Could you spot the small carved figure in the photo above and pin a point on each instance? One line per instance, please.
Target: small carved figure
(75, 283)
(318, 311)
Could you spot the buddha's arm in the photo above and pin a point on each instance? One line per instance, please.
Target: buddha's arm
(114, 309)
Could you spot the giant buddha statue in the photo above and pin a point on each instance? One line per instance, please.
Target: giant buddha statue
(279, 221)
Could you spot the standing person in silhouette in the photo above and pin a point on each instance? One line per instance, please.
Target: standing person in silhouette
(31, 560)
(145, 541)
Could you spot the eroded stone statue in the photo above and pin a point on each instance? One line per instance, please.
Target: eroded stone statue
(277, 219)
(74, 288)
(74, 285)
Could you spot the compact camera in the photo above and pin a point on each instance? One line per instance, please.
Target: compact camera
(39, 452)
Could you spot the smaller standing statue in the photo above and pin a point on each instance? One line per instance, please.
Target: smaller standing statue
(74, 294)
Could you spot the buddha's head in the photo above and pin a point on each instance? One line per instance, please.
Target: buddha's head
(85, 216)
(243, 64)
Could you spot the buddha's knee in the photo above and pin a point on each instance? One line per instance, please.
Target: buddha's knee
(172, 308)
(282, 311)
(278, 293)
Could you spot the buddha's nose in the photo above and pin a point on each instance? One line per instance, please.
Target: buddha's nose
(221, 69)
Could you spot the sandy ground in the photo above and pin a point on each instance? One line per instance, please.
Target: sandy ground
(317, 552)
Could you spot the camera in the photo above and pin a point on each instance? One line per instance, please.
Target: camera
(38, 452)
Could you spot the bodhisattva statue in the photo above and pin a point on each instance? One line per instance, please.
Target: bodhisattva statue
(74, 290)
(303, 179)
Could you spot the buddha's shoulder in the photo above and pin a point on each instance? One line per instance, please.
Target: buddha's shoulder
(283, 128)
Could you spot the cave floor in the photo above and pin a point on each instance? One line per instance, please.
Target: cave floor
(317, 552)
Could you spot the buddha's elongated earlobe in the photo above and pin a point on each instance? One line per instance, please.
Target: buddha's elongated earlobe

• _DESCRIPTION OF THE TASK_: Please return only the lines above, starting at the line that has "Could you spot the buddha's nose" and ending at the line that has "Could you spot the sandy", keeping both and leaving each one unchanged.

• _RESPONSE_:
Could you spot the buddha's nose in the photo above and pin a point on each instance? One line per instance, please.
Target: buddha's nose
(221, 69)
Could you spot the sandy ground in the photo above and pin a point on each instance? One line per instance, please.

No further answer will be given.